— START —

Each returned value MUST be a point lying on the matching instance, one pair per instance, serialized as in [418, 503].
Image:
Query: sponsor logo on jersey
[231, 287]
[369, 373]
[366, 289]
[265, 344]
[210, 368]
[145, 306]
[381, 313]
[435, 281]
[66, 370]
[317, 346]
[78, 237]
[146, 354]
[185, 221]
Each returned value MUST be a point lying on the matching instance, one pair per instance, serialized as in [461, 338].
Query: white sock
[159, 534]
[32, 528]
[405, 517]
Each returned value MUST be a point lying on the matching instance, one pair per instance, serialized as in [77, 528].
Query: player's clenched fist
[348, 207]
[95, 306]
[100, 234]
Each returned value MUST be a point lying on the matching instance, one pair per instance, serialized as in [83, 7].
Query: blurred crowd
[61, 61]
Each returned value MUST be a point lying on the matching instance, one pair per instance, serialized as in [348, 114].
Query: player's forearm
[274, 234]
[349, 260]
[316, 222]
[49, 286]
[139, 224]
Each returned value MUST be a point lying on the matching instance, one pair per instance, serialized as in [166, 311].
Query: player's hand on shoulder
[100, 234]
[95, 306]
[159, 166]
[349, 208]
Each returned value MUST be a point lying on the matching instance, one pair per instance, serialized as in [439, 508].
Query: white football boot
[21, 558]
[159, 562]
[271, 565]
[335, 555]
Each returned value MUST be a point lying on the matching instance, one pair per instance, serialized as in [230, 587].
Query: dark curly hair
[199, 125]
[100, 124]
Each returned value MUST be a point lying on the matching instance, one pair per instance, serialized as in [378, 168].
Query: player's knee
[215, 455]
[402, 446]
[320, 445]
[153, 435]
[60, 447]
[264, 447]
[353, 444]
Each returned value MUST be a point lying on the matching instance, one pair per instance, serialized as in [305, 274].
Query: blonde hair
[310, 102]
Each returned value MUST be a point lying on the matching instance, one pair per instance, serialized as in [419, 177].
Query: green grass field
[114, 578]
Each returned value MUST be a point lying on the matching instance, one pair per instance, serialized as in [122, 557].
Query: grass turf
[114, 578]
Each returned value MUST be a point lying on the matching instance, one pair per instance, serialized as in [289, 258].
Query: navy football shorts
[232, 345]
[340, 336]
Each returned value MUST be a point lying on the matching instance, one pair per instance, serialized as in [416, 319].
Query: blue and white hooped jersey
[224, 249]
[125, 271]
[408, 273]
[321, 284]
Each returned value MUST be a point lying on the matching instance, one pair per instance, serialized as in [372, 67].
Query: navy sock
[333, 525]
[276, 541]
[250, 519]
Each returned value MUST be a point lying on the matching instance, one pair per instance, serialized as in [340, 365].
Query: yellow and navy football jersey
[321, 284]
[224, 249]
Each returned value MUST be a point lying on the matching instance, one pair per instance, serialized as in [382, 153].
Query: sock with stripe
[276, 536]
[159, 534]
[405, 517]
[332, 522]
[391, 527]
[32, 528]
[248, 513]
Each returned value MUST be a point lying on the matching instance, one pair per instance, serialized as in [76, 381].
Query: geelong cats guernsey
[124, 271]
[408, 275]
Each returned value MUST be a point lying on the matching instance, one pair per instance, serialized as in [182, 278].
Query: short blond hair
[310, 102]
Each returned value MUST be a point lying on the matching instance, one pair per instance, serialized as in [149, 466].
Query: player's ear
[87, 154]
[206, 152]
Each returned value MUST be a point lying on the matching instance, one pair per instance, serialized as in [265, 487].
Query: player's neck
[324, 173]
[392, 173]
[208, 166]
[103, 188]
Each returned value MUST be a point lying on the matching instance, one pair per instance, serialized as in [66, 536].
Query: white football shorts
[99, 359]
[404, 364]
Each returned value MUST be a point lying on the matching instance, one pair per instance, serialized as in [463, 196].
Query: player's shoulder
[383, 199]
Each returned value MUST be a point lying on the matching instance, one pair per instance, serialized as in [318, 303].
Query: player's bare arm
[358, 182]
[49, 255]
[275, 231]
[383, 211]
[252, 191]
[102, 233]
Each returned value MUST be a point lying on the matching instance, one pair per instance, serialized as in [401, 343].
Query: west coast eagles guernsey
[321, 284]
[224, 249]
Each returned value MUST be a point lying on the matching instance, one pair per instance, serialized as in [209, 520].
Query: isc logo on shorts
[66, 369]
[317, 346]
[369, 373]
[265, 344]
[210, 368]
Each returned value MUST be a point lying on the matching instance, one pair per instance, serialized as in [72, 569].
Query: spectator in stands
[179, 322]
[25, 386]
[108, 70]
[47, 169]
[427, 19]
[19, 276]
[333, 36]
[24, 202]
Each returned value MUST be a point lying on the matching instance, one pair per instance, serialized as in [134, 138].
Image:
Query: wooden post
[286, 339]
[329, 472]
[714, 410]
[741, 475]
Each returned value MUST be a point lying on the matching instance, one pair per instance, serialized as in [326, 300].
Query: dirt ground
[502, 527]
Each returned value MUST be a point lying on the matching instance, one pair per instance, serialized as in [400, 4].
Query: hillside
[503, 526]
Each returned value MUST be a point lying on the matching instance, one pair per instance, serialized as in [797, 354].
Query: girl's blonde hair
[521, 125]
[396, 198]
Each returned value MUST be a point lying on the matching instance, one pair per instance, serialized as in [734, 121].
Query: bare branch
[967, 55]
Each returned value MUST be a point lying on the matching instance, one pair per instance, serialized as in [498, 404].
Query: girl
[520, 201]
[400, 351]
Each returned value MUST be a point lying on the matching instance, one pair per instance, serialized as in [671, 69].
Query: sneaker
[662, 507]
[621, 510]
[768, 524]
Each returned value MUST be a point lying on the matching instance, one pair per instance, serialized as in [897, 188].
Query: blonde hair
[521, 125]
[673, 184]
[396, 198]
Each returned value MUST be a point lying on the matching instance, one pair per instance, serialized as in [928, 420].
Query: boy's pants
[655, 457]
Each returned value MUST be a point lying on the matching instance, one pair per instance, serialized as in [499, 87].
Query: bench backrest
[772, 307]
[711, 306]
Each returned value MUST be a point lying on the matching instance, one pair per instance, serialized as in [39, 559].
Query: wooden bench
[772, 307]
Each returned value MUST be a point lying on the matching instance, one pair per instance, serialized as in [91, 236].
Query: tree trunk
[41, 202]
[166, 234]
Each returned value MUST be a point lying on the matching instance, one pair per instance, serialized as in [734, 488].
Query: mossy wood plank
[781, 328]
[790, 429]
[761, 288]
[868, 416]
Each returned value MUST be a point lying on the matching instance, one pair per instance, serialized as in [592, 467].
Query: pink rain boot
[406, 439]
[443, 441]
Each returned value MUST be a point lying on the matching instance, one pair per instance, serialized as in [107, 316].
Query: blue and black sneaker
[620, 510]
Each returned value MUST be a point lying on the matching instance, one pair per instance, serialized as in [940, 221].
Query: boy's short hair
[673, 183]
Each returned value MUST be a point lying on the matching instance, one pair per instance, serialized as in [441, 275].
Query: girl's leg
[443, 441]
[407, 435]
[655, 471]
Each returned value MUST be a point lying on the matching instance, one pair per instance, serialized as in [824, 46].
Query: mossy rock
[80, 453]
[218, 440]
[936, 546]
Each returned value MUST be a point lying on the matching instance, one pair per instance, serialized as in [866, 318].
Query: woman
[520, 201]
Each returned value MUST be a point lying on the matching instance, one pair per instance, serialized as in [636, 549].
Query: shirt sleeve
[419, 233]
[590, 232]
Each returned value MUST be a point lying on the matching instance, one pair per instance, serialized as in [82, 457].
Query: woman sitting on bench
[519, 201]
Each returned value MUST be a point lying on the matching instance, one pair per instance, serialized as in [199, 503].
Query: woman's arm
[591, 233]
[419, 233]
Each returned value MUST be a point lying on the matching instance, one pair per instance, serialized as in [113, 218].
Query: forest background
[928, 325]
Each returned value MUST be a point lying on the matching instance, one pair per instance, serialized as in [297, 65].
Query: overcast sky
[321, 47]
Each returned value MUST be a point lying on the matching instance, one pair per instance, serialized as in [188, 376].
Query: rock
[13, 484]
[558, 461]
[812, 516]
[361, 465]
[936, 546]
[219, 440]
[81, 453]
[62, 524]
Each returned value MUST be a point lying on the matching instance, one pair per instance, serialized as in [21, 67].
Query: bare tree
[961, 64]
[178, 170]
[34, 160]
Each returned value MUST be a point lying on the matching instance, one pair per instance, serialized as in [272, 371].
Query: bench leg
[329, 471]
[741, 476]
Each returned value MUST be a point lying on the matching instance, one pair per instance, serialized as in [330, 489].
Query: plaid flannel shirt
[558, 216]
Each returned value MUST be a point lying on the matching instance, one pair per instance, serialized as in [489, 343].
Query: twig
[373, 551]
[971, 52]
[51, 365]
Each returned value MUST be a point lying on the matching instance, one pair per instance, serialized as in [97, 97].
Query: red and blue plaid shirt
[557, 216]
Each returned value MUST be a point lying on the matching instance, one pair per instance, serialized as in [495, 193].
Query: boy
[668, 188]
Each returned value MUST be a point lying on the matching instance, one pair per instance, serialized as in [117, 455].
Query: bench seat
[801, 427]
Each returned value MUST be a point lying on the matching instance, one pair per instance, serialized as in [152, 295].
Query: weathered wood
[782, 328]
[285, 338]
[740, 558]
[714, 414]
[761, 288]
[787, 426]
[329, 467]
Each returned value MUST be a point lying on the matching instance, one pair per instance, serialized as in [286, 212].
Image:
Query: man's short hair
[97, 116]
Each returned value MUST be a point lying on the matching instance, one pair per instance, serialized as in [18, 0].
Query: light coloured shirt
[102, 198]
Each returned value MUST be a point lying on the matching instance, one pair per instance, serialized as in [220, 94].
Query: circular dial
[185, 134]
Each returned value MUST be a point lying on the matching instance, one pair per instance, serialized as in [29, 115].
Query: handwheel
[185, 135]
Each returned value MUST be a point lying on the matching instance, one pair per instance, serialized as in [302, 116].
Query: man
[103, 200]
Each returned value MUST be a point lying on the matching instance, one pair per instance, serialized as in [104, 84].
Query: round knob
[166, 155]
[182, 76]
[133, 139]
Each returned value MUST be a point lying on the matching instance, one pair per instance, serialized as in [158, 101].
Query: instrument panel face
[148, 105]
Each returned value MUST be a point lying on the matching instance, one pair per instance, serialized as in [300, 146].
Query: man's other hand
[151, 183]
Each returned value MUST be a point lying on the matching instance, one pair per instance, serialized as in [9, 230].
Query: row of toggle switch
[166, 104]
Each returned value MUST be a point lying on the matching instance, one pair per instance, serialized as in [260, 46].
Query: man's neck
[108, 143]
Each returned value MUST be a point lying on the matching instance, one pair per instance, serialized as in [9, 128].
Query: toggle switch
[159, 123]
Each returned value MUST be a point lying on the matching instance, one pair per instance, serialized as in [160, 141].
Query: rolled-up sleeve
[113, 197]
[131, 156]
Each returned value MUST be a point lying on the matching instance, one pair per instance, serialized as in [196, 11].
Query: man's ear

— END —

## To do
From the line holding "in [260, 46]." to the last line of the records, quote each line exactly and add nothing.

## Task result
Each returned value MUST be a point lying on the matching instance, one pair per instance, serialized as in [260, 46].
Query: man's neck
[108, 143]
Each returned value MUST be a point lying on the matching instance, one pair per instance, serialized as in [9, 128].
Query: toggle switch
[159, 123]
Each returned value MUST be a point lying on the matching instance, one pair per instance, serialized as in [160, 141].
Query: rolled-up sleeve
[113, 197]
[131, 156]
Each returned value MUST be a point lying on the matching instance, one pair per instance, serialized as in [196, 11].
Query: man's ear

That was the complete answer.